- Schriftliche Aufgabe:
Schreib aus dem Text zum Iran-Deal den Abschnitt von „Präsident Donald Trump“ bis einschließlich „Internationalen Atomenergiebehörde (IAEA).“ Wort für Wort ab.

- Vorgegebener Text:
*-*-*

Foto: REUTERS/Wolfgang Rattay

Präsident Donald Trump hat eines seiner Wahlversprechen umgesetzt und den Rückzug der USA aus dem Joint Comprehensive Plan of Action (JCPOA), besser bekannt als "Iran-Deal", wahrgemacht. Nicht überraschend. Dennoch, vieles bleibt ungelöst. Die zentrale Frage aber ist, ob der Iran-Deal weiterhin gültig bleibt oder gänzlich gestorben ist.

Das JCPOA kam nach mehrjährigen Verhandlungen als ein multilateraler Vertrag zwischen den USA, Russland, dem Vereinigten Königreich, Frankreich, Deutschland und China (P5+1) mit dem Iran zustande. Ziel des Abkommens ist ein Stopp der militärischen Nuklearambitionen des Iran, wobei im Gegenzug die Wirtschaftssanktionen, die den Iran schwer trafen, schrittweise zurückgefahren werden, um so die ökonomische Situation des Landes zu verbessern. Überwacht werden sollte der Deal von der in Wien ansässigen Internationalen Atomenergiebehörde (IAEA).

*-*-*

- Vorliegende Daten:
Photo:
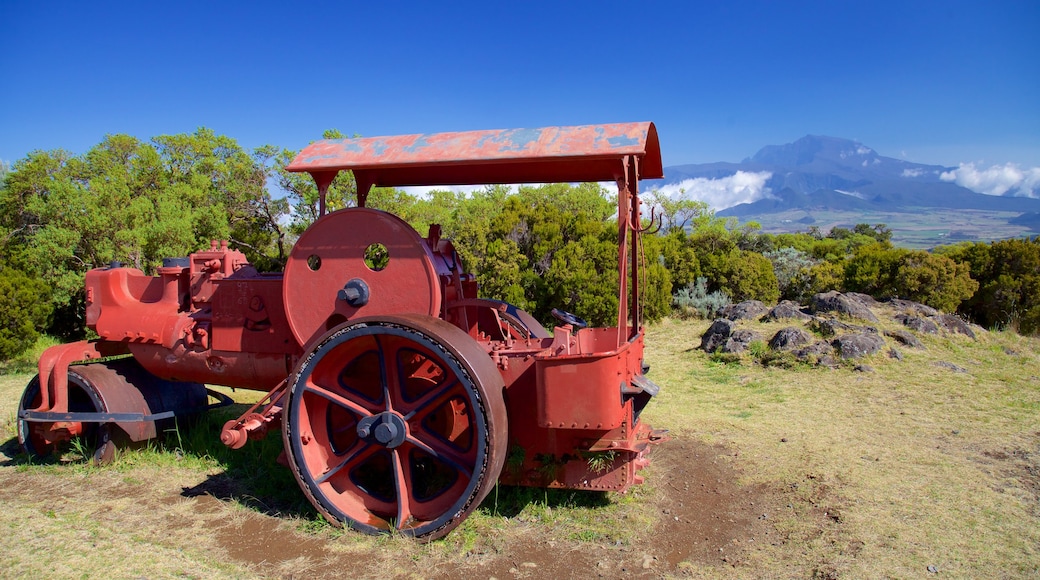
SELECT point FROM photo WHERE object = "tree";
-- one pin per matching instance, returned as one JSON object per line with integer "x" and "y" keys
{"x": 24, "y": 309}
{"x": 936, "y": 281}
{"x": 135, "y": 203}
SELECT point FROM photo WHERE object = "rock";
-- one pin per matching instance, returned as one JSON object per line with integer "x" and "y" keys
{"x": 717, "y": 335}
{"x": 831, "y": 326}
{"x": 864, "y": 299}
{"x": 784, "y": 311}
{"x": 912, "y": 308}
{"x": 789, "y": 338}
{"x": 814, "y": 350}
{"x": 905, "y": 338}
{"x": 954, "y": 323}
{"x": 745, "y": 310}
{"x": 858, "y": 345}
{"x": 951, "y": 366}
{"x": 917, "y": 323}
{"x": 836, "y": 301}
{"x": 738, "y": 341}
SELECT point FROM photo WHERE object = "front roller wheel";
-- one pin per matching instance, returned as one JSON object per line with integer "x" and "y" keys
{"x": 46, "y": 440}
{"x": 396, "y": 424}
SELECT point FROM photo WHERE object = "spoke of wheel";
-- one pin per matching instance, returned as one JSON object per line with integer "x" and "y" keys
{"x": 342, "y": 401}
{"x": 404, "y": 493}
{"x": 388, "y": 365}
{"x": 430, "y": 399}
{"x": 362, "y": 453}
{"x": 442, "y": 454}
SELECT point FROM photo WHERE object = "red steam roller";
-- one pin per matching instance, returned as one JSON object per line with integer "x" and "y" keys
{"x": 403, "y": 397}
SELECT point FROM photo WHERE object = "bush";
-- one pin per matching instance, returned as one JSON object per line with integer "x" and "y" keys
{"x": 791, "y": 268}
{"x": 24, "y": 308}
{"x": 695, "y": 301}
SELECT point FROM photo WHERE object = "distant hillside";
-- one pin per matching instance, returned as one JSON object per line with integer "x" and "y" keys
{"x": 830, "y": 180}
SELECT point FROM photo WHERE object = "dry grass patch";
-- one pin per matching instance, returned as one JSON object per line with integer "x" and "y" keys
{"x": 883, "y": 473}
{"x": 821, "y": 472}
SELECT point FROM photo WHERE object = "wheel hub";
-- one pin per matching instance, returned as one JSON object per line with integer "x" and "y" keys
{"x": 387, "y": 429}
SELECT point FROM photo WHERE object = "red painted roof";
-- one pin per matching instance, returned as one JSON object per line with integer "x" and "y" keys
{"x": 548, "y": 155}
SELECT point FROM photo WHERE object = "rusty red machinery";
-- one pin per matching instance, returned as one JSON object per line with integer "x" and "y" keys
{"x": 403, "y": 396}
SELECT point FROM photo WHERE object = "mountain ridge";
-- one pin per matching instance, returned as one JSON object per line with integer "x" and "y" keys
{"x": 819, "y": 173}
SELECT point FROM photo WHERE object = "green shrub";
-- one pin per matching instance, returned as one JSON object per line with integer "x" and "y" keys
{"x": 24, "y": 309}
{"x": 695, "y": 301}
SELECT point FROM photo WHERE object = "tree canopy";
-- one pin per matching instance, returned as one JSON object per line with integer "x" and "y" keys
{"x": 539, "y": 247}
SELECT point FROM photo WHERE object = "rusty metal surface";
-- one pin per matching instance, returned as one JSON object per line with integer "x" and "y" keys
{"x": 552, "y": 154}
{"x": 562, "y": 405}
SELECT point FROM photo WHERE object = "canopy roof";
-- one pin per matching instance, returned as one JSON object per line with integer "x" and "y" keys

*-*-*

- Antwort siehe unten:
Präsident Donald Trump hat eines seiner Wahlversprechen umgesetzt und den Rückzug der USA aus dem Joint Comprehensive Plan of Action (JCPOA), besser bekannt als "Iran-Deal", wahrgemacht. Nicht überraschend. Dennoch, vieles bleibt ungelöst. Die zentrale Frage aber ist, ob der Iran-Deal weiterhin gültig bleibt oder gänzlich gestorben ist.

Das JCPOA kam nach mehrjährigen Verhandlungen als ein multilateraler Vertrag zwischen den USA, Russland, dem Vereinigten Königreich, Frankreich, Deutschland und China (P5+1) mit dem Iran zustande. Ziel des Abkommens ist ein Stopp der militärischen Nuklearambitionen des Iran, wobei im Gegenzug die Wirtschaftssanktionen, die den Iran schwer trafen, schrittweise zurückgefahren werden, um so die ökonomische Situation des Landes zu verbessern. Überwacht werden sollte der Deal von der in Wien ansässigen Internationalen Atomenergiebehörde (IAEA).